◆ **TASK TO COMPLETE**: Output each record exactly, with nothing omitted.

◆ **RECORDED DATA**:
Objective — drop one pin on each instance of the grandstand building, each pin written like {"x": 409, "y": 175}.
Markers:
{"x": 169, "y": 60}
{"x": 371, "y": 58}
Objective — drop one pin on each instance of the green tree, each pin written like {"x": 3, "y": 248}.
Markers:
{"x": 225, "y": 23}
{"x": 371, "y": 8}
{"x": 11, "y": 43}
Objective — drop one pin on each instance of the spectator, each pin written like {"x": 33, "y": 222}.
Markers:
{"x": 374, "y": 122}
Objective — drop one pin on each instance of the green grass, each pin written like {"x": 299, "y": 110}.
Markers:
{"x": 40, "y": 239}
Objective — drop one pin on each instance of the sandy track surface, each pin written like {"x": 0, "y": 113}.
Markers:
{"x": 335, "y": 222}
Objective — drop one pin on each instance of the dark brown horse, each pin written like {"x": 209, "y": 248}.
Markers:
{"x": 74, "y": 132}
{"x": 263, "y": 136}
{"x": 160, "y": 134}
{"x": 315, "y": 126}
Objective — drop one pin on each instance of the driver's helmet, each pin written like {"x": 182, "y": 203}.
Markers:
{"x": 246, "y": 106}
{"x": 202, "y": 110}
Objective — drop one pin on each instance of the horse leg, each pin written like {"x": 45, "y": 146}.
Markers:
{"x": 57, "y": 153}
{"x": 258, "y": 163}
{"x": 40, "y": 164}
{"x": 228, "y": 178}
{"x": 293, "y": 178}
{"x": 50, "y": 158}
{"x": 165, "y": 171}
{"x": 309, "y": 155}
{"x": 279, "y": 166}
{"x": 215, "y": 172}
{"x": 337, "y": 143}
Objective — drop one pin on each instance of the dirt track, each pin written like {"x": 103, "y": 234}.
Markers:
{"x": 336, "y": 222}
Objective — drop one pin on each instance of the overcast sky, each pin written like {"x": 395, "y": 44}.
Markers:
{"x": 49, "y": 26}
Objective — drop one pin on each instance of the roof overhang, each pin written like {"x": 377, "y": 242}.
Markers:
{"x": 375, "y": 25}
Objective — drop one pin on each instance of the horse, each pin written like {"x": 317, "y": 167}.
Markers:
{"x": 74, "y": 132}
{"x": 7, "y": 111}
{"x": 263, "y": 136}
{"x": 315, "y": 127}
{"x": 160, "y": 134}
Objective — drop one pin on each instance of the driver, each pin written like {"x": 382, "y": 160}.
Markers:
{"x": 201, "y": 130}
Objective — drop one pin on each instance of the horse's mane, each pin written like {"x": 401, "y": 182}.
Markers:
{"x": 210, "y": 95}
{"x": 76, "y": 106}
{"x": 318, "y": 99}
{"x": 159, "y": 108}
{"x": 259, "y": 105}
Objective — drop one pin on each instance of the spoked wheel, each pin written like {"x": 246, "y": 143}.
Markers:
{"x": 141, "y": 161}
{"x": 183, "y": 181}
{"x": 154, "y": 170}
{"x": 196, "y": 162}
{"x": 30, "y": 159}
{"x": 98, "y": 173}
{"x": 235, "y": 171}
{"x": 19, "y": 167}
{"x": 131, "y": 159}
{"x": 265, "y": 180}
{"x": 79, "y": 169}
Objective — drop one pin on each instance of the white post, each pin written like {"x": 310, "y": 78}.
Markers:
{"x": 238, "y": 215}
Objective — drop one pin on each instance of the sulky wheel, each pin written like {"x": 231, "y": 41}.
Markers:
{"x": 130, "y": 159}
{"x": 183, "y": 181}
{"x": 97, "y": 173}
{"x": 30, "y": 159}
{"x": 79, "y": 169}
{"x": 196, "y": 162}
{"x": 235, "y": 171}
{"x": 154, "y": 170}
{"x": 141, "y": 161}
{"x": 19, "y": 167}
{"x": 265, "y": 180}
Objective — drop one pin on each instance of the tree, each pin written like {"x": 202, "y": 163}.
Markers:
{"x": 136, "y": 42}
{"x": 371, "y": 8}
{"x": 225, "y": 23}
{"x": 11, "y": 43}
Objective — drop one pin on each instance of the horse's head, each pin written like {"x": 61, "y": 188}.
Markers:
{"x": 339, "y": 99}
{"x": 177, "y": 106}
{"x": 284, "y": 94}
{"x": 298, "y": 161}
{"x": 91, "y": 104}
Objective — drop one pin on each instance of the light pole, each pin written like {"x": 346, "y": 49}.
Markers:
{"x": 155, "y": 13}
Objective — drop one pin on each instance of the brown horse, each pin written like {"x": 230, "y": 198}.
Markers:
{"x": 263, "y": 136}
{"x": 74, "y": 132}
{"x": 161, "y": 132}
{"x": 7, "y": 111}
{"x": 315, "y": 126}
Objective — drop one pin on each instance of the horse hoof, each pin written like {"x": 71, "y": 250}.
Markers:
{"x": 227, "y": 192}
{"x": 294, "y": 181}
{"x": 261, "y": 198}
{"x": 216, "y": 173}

◆ **WRITTEN SOLUTION**:
Objective — drop one pin on each instance of the grandstand building, each pin written like {"x": 409, "y": 175}.
Markers:
{"x": 169, "y": 60}
{"x": 371, "y": 58}
Objective — drop one pin on each instance of the green tree, each pin written like {"x": 3, "y": 248}.
Markers:
{"x": 225, "y": 23}
{"x": 371, "y": 8}
{"x": 11, "y": 43}
Objective — drop one pin on each instance of the spectator, each pin written like {"x": 33, "y": 222}.
Markers:
{"x": 374, "y": 122}
Objective — drop one pin on each instance of the green grass, each pin written like {"x": 299, "y": 110}.
Markers:
{"x": 40, "y": 239}
Objective — drop one pin on each instance of the sandy track surface, each pin written like {"x": 0, "y": 113}.
Markers:
{"x": 335, "y": 222}
Objective — drop one pin on each instance of the dark brown horse, each pin written like {"x": 209, "y": 248}.
Markers:
{"x": 74, "y": 132}
{"x": 263, "y": 136}
{"x": 160, "y": 134}
{"x": 315, "y": 126}
Objective — drop one pin on each instance of the driver's helmet, each pin written like {"x": 182, "y": 203}.
Markers:
{"x": 246, "y": 106}
{"x": 202, "y": 110}
Objective — drop one pin on each instance of the horse leg, each pin written like {"x": 45, "y": 146}.
Markers:
{"x": 57, "y": 153}
{"x": 258, "y": 163}
{"x": 40, "y": 164}
{"x": 228, "y": 178}
{"x": 293, "y": 178}
{"x": 50, "y": 158}
{"x": 165, "y": 171}
{"x": 309, "y": 155}
{"x": 279, "y": 166}
{"x": 215, "y": 172}
{"x": 337, "y": 143}
Objective — drop one pin on each instance of the dirt track, each pin written like {"x": 103, "y": 234}.
Markers:
{"x": 336, "y": 222}
Objective — drop one pin on each instance of the overcast sky, each pin written like {"x": 395, "y": 44}.
Markers:
{"x": 49, "y": 26}
Objective — drop one pin on each instance of the roof overhang, each pin written like {"x": 377, "y": 242}.
Markers:
{"x": 375, "y": 25}
Objective — drop one pin on each instance of the horse, each pin written like {"x": 317, "y": 167}.
Markers:
{"x": 74, "y": 132}
{"x": 7, "y": 111}
{"x": 263, "y": 136}
{"x": 315, "y": 127}
{"x": 160, "y": 134}
Objective — drop one pin on each instance of the driver, each pin written like {"x": 382, "y": 160}.
Markers:
{"x": 201, "y": 130}
Objective — drop one pin on each instance of the horse's mane, each pin written like {"x": 401, "y": 182}.
Markers:
{"x": 210, "y": 95}
{"x": 76, "y": 106}
{"x": 318, "y": 99}
{"x": 159, "y": 108}
{"x": 259, "y": 105}
Objective — drop one pin on each instance of the spoked wheel, each pin written like {"x": 246, "y": 143}.
Markers:
{"x": 141, "y": 161}
{"x": 183, "y": 181}
{"x": 154, "y": 170}
{"x": 196, "y": 162}
{"x": 30, "y": 159}
{"x": 98, "y": 173}
{"x": 235, "y": 171}
{"x": 19, "y": 167}
{"x": 131, "y": 159}
{"x": 265, "y": 180}
{"x": 79, "y": 169}
Objective — drop one pin on each instance of the white post, each pin written like {"x": 310, "y": 78}.
Markers:
{"x": 238, "y": 215}
Objective — drop one pin on each instance of the sulky wheel, each pin written like {"x": 231, "y": 41}.
Markers:
{"x": 130, "y": 159}
{"x": 183, "y": 181}
{"x": 97, "y": 173}
{"x": 30, "y": 159}
{"x": 79, "y": 169}
{"x": 196, "y": 162}
{"x": 235, "y": 171}
{"x": 154, "y": 170}
{"x": 141, "y": 161}
{"x": 19, "y": 167}
{"x": 265, "y": 180}
Objective — drop one pin on each instance of the tree, each pin written like {"x": 202, "y": 163}.
Markers:
{"x": 136, "y": 42}
{"x": 371, "y": 8}
{"x": 225, "y": 23}
{"x": 11, "y": 43}
Objective — drop one pin on each instance of the horse's head, each pin written like {"x": 61, "y": 188}.
Markers:
{"x": 339, "y": 99}
{"x": 177, "y": 106}
{"x": 284, "y": 94}
{"x": 298, "y": 161}
{"x": 91, "y": 104}
Objective — drop one pin on each instance of the light pole, each pin written like {"x": 346, "y": 49}.
Markers:
{"x": 155, "y": 13}
Objective — drop one pin on each instance of the brown horse, each pin written like {"x": 230, "y": 198}.
Markers:
{"x": 263, "y": 136}
{"x": 74, "y": 132}
{"x": 161, "y": 132}
{"x": 7, "y": 111}
{"x": 315, "y": 126}
Objective — drop one pin on each instance of the horse hoof, each pin written like {"x": 71, "y": 250}.
Markers:
{"x": 227, "y": 192}
{"x": 294, "y": 181}
{"x": 261, "y": 198}
{"x": 216, "y": 173}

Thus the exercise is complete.